# START OF The records

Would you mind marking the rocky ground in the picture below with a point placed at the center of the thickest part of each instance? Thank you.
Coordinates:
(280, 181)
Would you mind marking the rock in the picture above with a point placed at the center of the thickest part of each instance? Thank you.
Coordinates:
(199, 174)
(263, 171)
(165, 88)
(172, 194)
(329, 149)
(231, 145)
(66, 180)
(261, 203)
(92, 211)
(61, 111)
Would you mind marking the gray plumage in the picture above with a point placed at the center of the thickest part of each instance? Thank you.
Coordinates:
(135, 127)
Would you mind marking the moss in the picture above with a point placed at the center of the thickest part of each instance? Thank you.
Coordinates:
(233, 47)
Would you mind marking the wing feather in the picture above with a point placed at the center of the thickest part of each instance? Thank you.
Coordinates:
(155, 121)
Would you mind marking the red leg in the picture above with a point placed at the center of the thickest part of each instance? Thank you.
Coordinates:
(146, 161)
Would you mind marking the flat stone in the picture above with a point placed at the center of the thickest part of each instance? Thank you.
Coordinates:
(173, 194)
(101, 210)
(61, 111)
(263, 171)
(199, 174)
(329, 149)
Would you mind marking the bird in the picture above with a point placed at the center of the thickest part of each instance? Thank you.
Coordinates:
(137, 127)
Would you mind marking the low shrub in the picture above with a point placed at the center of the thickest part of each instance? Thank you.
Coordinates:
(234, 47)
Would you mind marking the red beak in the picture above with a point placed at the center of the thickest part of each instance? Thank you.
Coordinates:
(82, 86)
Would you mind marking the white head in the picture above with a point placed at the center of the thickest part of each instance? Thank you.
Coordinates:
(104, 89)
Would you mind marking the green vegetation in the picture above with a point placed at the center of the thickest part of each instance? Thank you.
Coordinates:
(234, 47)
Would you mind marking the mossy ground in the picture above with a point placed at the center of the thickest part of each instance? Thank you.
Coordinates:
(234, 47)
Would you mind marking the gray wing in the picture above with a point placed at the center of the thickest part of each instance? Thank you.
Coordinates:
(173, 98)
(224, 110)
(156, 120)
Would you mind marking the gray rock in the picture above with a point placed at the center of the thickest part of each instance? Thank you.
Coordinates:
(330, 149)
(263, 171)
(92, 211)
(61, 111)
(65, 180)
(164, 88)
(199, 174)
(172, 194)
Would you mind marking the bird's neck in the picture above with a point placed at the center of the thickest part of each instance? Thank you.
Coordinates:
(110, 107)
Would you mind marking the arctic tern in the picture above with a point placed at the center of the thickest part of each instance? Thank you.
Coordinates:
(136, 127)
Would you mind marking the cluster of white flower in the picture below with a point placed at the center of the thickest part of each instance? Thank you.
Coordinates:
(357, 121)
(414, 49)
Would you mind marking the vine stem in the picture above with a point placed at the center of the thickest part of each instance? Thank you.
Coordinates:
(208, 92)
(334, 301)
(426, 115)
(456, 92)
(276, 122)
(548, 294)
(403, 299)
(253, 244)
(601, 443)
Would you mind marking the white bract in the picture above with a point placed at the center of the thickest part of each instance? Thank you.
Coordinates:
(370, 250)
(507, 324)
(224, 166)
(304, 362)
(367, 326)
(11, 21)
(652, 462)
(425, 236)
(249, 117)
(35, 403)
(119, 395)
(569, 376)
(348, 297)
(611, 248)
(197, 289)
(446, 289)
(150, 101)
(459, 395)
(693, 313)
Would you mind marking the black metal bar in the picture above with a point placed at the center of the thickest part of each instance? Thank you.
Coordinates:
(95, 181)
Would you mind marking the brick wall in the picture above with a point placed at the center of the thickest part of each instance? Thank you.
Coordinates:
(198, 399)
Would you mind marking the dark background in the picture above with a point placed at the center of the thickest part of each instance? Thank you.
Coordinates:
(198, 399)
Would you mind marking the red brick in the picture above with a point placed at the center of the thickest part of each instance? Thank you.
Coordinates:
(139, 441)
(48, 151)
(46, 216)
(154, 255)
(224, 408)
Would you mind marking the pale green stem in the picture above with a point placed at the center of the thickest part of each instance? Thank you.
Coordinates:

# END OF The records

### What the exercise asks
Reproduce all of the rows above word for word, from the first to the last, changing nothing.

### Result
Would you mind marking the rocky ground in the picture below with a point placed at the center of the thickest part of each instance? Thank you.
Coordinates:
(280, 181)
Would you mind marking the rock in the picture above with a point placed at the center of the thickest part of each instance? Thank you.
Coordinates:
(199, 174)
(263, 171)
(165, 88)
(172, 194)
(329, 149)
(231, 145)
(66, 180)
(261, 203)
(92, 211)
(61, 111)
Would you mind marking the gray plumage in the picture above with a point placed at the center of the thickest part of each instance? Thank you.
Coordinates:
(135, 127)
Would you mind marking the moss in the picture above with a point placed at the center of the thickest part of each instance? Thank you.
Coordinates:
(233, 47)
Would you mind marking the wing feather in the picture above with a point placed at the center of the thickest part of each instance? Thank you.
Coordinates:
(155, 121)
Would you mind marking the red leg in the picture above with a point placed at the center of the thickest part of each instance? Thank you.
Coordinates:
(146, 161)
Would you mind marking the flat stone in the picture above with a point placed at the center of the thickest part of each instance? Thank you.
Coordinates:
(173, 194)
(101, 210)
(61, 111)
(263, 171)
(199, 174)
(329, 149)
Would you mind marking the bird in the picture above with a point placed at the center of the thickest part of each instance? Thank you.
Coordinates:
(137, 127)
Would you mind marking the low shrub in the picture above with a point placed at the center of the thickest part of each instance? Thank you.
Coordinates:
(234, 47)
Would you mind marking the red beak in the picture above with a point placed at the center of the thickest part of each instance? Thank you.
Coordinates:
(82, 86)
Would you mind marking the white head in the picture above with a point placed at the center of the thickest part of each instance? Thank you.
Coordinates:
(104, 89)
Would you mind marking the green vegetation in the picture above with a point placed at the center of the thickest part of each instance? Thank you.
Coordinates:
(234, 47)
Would you mind marking the mossy ground in the picture above with a point placed at the center of the thickest part of each instance? Thank you.
Coordinates:
(234, 47)
Would you mind marking the gray wing in the picture above with a point placed at the center of the thickest part of each instance? Thank you.
Coordinates:
(173, 98)
(224, 110)
(156, 120)
Would you mind marking the gray rock in the picture above with a point placed at the center of the thickest part of each instance? Thank you.
Coordinates:
(330, 149)
(263, 171)
(92, 211)
(61, 111)
(65, 180)
(164, 88)
(199, 174)
(172, 194)
Would you mind marking the bird's neck in the picture above with a point placed at the center of the thickest part of each instance? Thank you.
Coordinates:
(110, 107)
Would you mind marking the arctic tern in the picture above with a point placed at the center of the thickest part of each instance? Thank you.
Coordinates:
(136, 127)
Would you mind marking the cluster of white flower in the picture below with a point placed at the center of the thickest part of each instance? Thank you.
Coordinates:
(357, 121)
(414, 49)
Would you mind marking the vine stem in the picture above with a point placed at the center of the thickest part of each instance? Thank you.
Coordinates:
(208, 92)
(334, 301)
(426, 115)
(456, 92)
(276, 122)
(548, 294)
(403, 299)
(253, 244)
(601, 443)
Would you mind marking the white bract in the picture above with a point placed at the center of the thickest part of each instance? Thank you.
Coordinates:
(370, 250)
(507, 324)
(224, 166)
(304, 362)
(367, 326)
(11, 21)
(652, 462)
(425, 236)
(249, 117)
(35, 403)
(119, 395)
(569, 376)
(348, 297)
(611, 248)
(197, 289)
(446, 289)
(150, 101)
(459, 395)
(693, 313)
Would you mind marking the black metal bar in the picture above with a point placed at the center of the thickest part of each instance? Thank you.
Coordinates:
(95, 181)
Would you mind marking the brick wall in the picture above with a point placed at the center of the thickest part of each instance? Thank you.
Coordinates:
(198, 399)
Would you mind marking the dark background in the picture above with a point placed at the center of the thickest part of each instance? Thank you.
Coordinates:
(198, 399)
Would you mind marking the red brick in the picture above with a point placed at the center of the thickest part of each instance? Thank you.
Coordinates:
(139, 441)
(48, 151)
(46, 216)
(154, 255)
(224, 408)
Would you mind marking the pale green stem in the picture above with a point placed at the center of the thickest part of each instance? Thank you.
Coordinates:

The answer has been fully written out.